__SUPPLIED ENTRIES__

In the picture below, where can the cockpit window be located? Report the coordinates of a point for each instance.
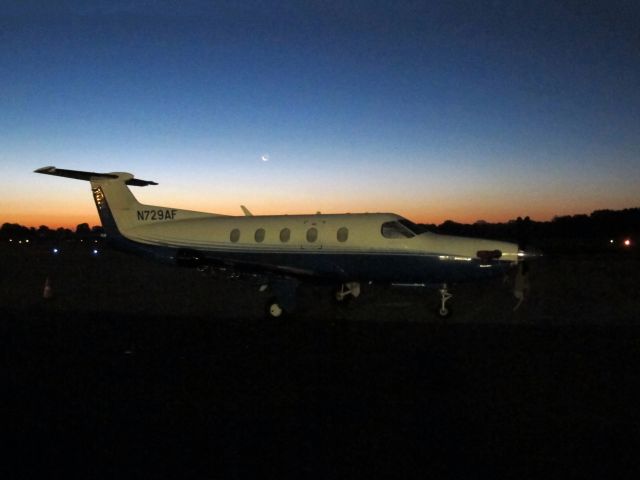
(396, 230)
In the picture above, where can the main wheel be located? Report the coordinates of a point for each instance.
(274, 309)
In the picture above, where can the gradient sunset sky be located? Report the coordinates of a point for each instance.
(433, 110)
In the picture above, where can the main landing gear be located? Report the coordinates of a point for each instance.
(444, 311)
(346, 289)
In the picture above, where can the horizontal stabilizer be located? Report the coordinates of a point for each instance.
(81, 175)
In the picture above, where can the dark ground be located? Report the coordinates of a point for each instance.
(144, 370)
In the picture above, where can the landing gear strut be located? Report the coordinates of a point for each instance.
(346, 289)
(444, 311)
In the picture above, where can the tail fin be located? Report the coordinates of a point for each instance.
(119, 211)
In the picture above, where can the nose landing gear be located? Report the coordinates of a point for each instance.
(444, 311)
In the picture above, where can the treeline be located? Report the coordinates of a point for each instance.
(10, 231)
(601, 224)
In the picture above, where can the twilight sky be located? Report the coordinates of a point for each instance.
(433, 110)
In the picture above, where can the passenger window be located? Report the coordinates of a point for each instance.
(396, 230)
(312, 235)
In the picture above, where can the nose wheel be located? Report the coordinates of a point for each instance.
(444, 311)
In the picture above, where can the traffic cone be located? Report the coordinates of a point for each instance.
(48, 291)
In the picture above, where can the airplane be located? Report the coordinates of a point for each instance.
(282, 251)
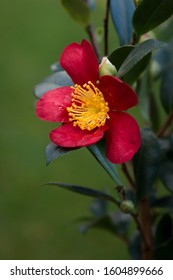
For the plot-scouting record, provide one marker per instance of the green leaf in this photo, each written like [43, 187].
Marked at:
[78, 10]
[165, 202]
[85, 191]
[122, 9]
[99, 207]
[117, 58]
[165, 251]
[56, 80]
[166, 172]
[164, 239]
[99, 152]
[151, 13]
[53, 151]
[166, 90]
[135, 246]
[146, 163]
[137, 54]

---

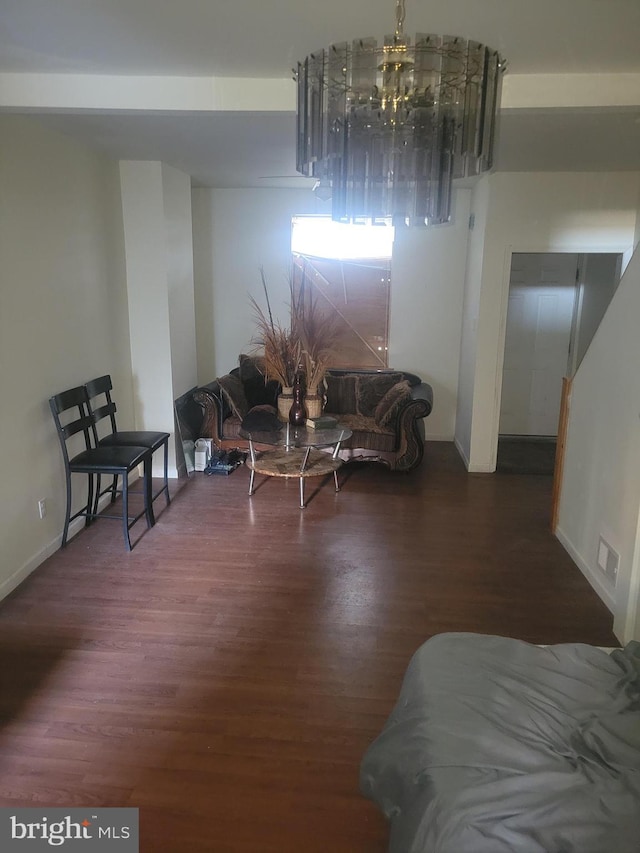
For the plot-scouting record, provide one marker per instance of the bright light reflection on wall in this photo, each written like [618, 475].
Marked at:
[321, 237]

==

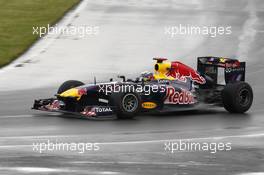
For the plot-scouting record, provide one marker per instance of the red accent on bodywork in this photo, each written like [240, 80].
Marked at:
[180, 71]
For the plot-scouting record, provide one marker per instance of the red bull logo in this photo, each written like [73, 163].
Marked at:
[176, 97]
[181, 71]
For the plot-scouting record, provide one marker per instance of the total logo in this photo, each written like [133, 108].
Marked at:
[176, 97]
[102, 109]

__ASSIGNMENT__
Your task is to count the lines of the records that contain "provide". Answer with only that number.

__WRITTEN ANSWER__
5